§ **SUPPLIED PASSAGE**:
[Start of Attachment]

PETEY'S NEW STAT CORNER: REPs and BaRFs
"You never know what you're going to get out of the bullpen."
It was something my father would often nervously say when the starting pitcher was being yanked for a reliever. There was wisdom there: While John Franco, Frank Williams, and Rob Murphy could usually be counted on, most relievers were subject to this truth: They might well come into a game sucking out loud and barf up the whole game. Even the best blew it sometimes.
In 1987 I read Jim Bouton's classic Ball Four for the first time. His game results seemed mostly random from his 1969 MLB Seattle Pilots season. The book included an appendix that showed how HE rated HIMSELF as a reliever, on a per-game basis. I thought he had a pretty good feel for how each outing should be categorized unto itself: EXCELLENT, GOOD, FAIR, or POOR. But these ratings were completely subjective, as he had no concrete rules for this rating system. The idea stuck with me for decades:
I WISH WE HAD A BETTER STAT FOR RELIEVERS....
Then last autumn, I wondered how I could develop a useful rating system for relief appearances based on Bouton's rating concept of categorizing each appearance as a separate event. Having played fantasy baseball since 1989, I knew that WHIP (walks + hits + hit batsmen) equated to runners allowed, which is arguably the best measure of a reliever; one or two bad outings a year might make an ERA look misleading, W-L record for a reliever is nearly useless, inherited runners score or are stranded perhaps mostly by luck, and the Saves stat has funky rules in combination with oddly-conservative usage of one reliever by most teams. Following the findings of our Sabermetric brothers before us, we have learned that getting outs/not making outs is the most important aspect of the game. My conclusion was that looking at the runners allowed per appearance is pivotal to knowing that reliever's dependable usage and tendencies. It might be as useful as any other stat we have for rating relievers.
So I dove into the numbers. I made spreadsheets that detailed every one of the 8200 National League relief appearances from 2009 to make sure I had a good study sample size. Then I came up with a quantifiable definition of what made a relief appearance a quality one versus a fair one versus one that probably blew the whole game. I started drawing some hard lines in a few places, and I think I've come up with a good measuring stick:
REG (Reliever Effective Game):
A WHIP that is LOWER THAN 2.000
FAIR appearances:
A WHIP that is anywhere from 2.000 to 3.000
BaRF (Bullpen Relief Failure):
A WHIP that is HIGHER THAN 3.000
Here was my highly-subjective reasoning for these standards:
If you're a reliever, your job is to come in and effectively get outs. If you pitch 1 inning and allow only 1 baserunner, it's hard to argue that you didn't do your job. Worst case scenario: 1 run scores. If you pitch more than an inning, you may allow more than 1 runner to reach per inning, as long as overall your WHIP is below 2.000 for that appearance.

[End of Attachment]

§ **ENTRIES SUPPLIED**:
[Start of Attachment]

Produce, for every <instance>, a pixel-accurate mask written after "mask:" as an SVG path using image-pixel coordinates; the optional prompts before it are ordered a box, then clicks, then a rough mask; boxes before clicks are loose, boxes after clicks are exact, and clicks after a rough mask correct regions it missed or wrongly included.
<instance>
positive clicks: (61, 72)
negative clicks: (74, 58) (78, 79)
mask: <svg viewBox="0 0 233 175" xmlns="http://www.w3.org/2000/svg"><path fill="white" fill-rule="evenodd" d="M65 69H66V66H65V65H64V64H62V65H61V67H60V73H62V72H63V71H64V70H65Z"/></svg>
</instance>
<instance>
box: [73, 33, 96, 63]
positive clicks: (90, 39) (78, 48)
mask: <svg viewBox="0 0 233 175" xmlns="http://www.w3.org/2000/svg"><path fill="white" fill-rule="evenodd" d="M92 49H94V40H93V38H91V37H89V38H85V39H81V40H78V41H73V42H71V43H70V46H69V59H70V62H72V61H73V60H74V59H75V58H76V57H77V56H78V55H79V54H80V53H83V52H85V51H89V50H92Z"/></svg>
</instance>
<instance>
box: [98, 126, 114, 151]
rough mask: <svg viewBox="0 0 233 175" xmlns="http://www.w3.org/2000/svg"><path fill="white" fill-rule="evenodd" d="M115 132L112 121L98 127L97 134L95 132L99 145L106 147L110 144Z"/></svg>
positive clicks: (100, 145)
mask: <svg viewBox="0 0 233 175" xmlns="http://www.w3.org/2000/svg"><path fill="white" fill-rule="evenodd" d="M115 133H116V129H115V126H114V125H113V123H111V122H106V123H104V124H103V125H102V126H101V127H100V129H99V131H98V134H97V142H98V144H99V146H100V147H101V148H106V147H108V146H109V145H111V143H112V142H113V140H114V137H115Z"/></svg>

[End of Attachment]

§ **WORK ORDER**: Repeat the passage of the relief-pitching article between "It was something" and "blew it sometimes.", inclusive. These records were taken from a different source than the relief-pitching article.

§ **COMPLETED TASK**:
It was something my father would often nervously say when the starting pitcher was being yanked for a reliever. There was wisdom there: While John Franco, Frank Williams, and Rob Murphy could usually be counted on, most relievers were subject to this truth: They might well come into a game sucking out loud and barf up the whole game. Even the best blew it sometimes.